Extract to read:
═══

There were large numbers of cattle in the kraal too that November: Dingaan had concentrated the pickings of the royal herd there to impress the Boers and set Owen scribbling in his journal that the king

'has lately been collecting an immense herd of oxen from distant parts of the country, for no other conceivable motive than to display his wealth to the Dutch'.

Wooded undulating country lay outside the royal kraal on the far side of the Umkumbane stream; about half a mile to the east of the town on its eminence rose a parallel ridge called Hlomo Amabuto, the soldiers' hill, for here it was customary far the Zulu impis to mobilise for war. Towards the north its crest led on to a spur known as Kwa Matiwane. This was Dingaan's execution place.

On Kwa Matiwane, between the black rocks which littered its slopes, grew a tangled mass of coarse grass, aloes, mimosa trees and strangely Byzantine euphorbias which lifted tap their branches to the sky as though they held sockets in which the candles of day might burn. The air of this Golgotha of Umgungundhlovu was foul with the sickly-sweet smell of putrescence. For Dingaan forbade the shedding of blood within his kraal and those he sentenced to execution were always dragged to Kwa Matiwane to be battered to death with sticks or to have their skulls shattered with the rocks that are strewn around on the hill. Some of the king's unfortunate victims, however, were made to suffer the more extreme form of Zulu torture here when a pointed stake two inches in diameter was rammed through the anus and up into the body and, thus skewered, they were left to die on these appalling slopes. The hill took its name from a chieftain named Matiwane who incurred Dingaan's wrath and was put to death by having wooden pegs forced up his nostrils into the brain. The event took Dingaan's fancy: he would often jokingly remark to his courtiers that while he ruled over the living in the town, Matiwane reigned over the dead on the hill across the stream; and gradually it became to be known as Kwa Matiwane—the place of Matiwane.

═══

Work to be completed:
How would the passage about Dingaan's kraal and the hill of Kwa Matiwane go on? Write what comes next, starting after its final sentence.

═══

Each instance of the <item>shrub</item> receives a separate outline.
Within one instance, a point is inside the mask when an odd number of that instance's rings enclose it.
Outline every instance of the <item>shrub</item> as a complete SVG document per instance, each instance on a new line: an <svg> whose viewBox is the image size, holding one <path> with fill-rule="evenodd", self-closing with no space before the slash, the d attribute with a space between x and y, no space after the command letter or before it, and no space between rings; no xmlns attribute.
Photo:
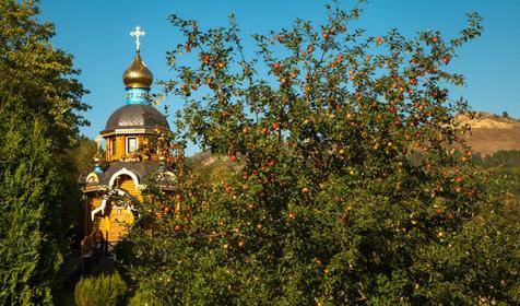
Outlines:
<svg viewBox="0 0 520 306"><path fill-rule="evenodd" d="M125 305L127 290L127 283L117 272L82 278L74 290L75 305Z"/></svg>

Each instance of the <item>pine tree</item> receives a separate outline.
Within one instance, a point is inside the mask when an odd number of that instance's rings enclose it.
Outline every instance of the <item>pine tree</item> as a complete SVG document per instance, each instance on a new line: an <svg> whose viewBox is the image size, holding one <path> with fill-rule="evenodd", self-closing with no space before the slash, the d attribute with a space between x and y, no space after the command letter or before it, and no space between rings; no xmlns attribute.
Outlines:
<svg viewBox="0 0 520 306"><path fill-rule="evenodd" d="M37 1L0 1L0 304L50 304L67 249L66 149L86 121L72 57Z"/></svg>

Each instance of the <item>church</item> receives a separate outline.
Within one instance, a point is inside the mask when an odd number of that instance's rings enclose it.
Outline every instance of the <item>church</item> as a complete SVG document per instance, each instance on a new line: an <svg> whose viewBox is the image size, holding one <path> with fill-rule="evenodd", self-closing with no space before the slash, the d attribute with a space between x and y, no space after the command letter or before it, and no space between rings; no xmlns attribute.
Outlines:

═══

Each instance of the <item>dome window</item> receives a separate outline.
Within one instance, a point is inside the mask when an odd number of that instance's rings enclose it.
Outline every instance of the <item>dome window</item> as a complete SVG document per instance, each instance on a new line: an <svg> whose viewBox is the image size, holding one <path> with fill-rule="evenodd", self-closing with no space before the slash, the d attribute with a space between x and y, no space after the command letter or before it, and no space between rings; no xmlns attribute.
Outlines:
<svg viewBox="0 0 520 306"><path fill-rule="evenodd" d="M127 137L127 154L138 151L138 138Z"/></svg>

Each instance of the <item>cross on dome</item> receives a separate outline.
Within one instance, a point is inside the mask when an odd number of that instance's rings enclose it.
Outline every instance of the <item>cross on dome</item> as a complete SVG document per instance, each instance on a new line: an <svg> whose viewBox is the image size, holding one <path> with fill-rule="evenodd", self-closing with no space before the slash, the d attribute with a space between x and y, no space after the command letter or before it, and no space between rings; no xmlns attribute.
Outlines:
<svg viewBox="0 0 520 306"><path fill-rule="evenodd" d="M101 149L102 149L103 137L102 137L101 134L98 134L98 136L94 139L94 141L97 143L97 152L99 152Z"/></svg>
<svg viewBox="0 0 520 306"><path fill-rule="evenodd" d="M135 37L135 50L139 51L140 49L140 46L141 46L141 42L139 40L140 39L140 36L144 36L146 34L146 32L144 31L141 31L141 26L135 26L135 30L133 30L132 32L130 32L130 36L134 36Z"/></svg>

═══

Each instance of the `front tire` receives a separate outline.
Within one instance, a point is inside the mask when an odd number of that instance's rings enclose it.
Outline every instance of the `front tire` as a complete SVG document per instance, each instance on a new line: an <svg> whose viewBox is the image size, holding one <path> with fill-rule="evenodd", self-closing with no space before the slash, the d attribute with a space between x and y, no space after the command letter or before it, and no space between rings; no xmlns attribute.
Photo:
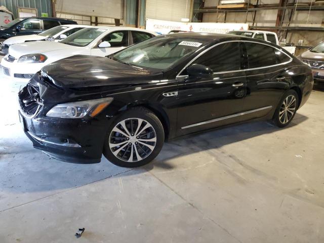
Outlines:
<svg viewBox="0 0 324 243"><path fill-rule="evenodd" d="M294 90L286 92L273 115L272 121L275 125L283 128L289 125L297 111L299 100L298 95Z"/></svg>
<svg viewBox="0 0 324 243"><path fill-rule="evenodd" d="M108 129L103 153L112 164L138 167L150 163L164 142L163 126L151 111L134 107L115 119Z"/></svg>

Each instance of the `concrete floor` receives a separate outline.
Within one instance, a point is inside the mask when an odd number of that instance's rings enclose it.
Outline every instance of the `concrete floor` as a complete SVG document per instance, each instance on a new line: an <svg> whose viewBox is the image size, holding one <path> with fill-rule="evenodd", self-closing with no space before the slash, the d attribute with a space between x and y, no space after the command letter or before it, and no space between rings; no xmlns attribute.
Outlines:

═══

Result of the exercise:
The corpses on this hill were never buried but lay left to scavenging beasts and birds, and this added to its horror. Even from a distance, vultures could be seen swinging incessantly in lazy circles over Kwa Matiwane, waiting for the next meal; indeed the vultures were so familiar with the procedure that they attended all the trials in the town as interested spectators and fluttered joyfully ahead of the prisoner when they saw him pinioned and led away to execution. The king called the repulsive birds his children and took pains to keep them well fed; after a particularly bloodthirsty exhibition of temper he would watch them happily on the hill as they squatted there, filled to repletion, their heads and scraggy necks sunk beneath wings clotted with gore, too sated when disturbed to do more than to run clumsily along the bloodstained ground flapping their great wings in an effort to rise.

Dingaan had come to the throne in 1828 after murdering his half-brother Shaka. He continued his predecessor's work of turning the Zulu nation into a military machine, but he lacked Shaka's warlike genius, and he did not personally lead his impis into battle. During the September of 1837 Dingaan learned that white trekkers were moving across the high veld; soon afterwards rumours reached him of their victory over the Matabele at Mosega. Only a little later scouts told him that the white men's wagons were approaching the Drakensberg passes and preparing to descend into what he considered to be his own domain.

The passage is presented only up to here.